# [STATED GOAL 1]
Using the essay about seeing Mother! while expecting a first child, answer these:
(a) In what month is the writer's first kid due?
(b) Which Darren Aronofsky film does the writer prefer to The Wrestler?
(c) What did the writer's wife admit she had expected the movie to be?
# [STATED GOAL 2]
Write the next part of the essay about seeing Mother! while expecting a first child, picking up right after its final sentence.

This article reveals major plot points of the movie Mother!

I’m having a kid in November—my first—and so I am finding myself newly susceptible to emotions I had always passed off as mere sentiment. Of all the heartrending stories and images that came out of the recent hurricanes, the image that most haunted me was of a makeshift floating crib, loaded up with blankets and toys fit for an infant. What wreaked havoc upon me was a single detail: The stuffed animal sitting to the baby’s side, a sole measure of comfort placed by a hopeful and terrified parent. A year ago, this detail would’ve left me unfazed; here it was almost too specific and small to gaze directly upon. Last week, I came across a different video, captioned “a father’s rage,” in which a bereaved father lashed out at the person who raped and murdered his son. It was raw and exploitative, the type of thing you’d come across in particularly ugly corners of Reddit, and after watching it I wanted to take a shower. But I also felt it more keenly now that I’ve seen a heartbeat I’m responsible for on an ultrasound, watched my wife laugh as that heartbeat powers a tiny human who does somersaults in her stomach at night. I’ve never had to perceive what it would be like for that heartbeat to stop on my watch, a concept that activated a cluster of anxieties that has lain dormant in my brain for decades.

And while I have faith that, at some point, I will learn to mute them with the studied detachment that is my response to literally everything else on the planet, in the meantime I am wandering through the world with this weird, newfound sensitivity, overstimulating myself accidentally and generally acclimating myself to a constant, low-level terror about the future of humanity. For some reason, amid this rising tide of panic, going to see Mother! seemed like a good idea to both of us. I’ve always been a fan of Darren Aronofsky’s most go-for-broke tendencies—give me Pi over The Wrestler any day—and I figured him doing Rosemary’s Baby would be intense but worthwhile. My wife, meanwhile, confessed, after we both doddered out of the theater shell-shocked and clammy-handed, that she thought it was going to be some sort of ghost story. Let the record show that we were both extremely wrong. As audiences have discovered to their revulsion nationwide, Rosemary’s Baby this ain’t, even if it nods directly and explicitly at Polanski’s domestic horror films. Instead, Jennifer Lawrence’s titular character is beaten and nearly executed while pregnant, before giving birth, having the newborn baby taken from her, murdered, dismembered, and eaten by a mob of religious zealots, all before Lawrence herself is beaten and sexually abused by that same mob.

# [AVAILABLE DATA]
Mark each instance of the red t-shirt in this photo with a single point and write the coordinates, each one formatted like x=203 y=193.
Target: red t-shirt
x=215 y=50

# [TASK OUTPUT 1]
(a) November
(b) Pi
(c) Some sort of ghost story

# [TASK OUTPUT 2]
To be clear, I think it’s one of Aronofsky’s best films—dense, beautifully shot, and audacious. Audiences may not be kind to it, but history will, its pulpy exploration of eschatology and aesthetics shot, cut, and staged with a symphonic grandeur and clarity. But as we left, I couldn’t help but feel with a bracing freshness like a terrible husband and father, grabbing my extremely pregnant wife’s hand as we headed across the street to eat some ramen in what had, that morning, seemed like a nice way to end our Friday night, but had suddenly started to seem like some sort of primal, necessary act of post-Mother! rehabiliation. You don’t really go back to talking about decorating the nursery after seeing a baby get eaten. The movie seemed mathematically designed to jam a foot into the deepest anxieties of new parents. But it wasn’t exactly the cartoonishly violent, appalling images of the religious zealots, faces smeared with the baby’s blood, that got us. For my wife, it was the images of mob violence that lingered, seeing the mother righteously endure the labor of childbirth only to be humiliated and abused afterward. And for me, it was the images of that same mob strip-mining the house, devolving into warring tribes, that played to my deepest anxieties that we’re living at the end of history on a warming planet stuffed with too many people, who will only grow increasingly willing to kill each other as resources dwindle.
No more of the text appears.